* Start *

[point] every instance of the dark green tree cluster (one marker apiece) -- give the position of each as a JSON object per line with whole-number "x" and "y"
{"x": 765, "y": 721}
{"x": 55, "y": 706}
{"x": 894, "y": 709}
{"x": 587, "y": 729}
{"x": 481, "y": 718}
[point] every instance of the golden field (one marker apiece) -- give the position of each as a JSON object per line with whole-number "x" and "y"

* End *

Aim:
Quote every one of the lines above word for word, changing nothing.

Full response:
[point] every instance of the dark green tree cluster (one marker apiece) -- give the position of each as a JSON object per line with whole-number "x" and "y"
{"x": 765, "y": 721}
{"x": 55, "y": 706}
{"x": 894, "y": 709}
{"x": 587, "y": 729}
{"x": 481, "y": 718}
[point] every instance of the golden field (one marker apiece) -- give the position of each as a JSON object per line with whole-number "x" and "y"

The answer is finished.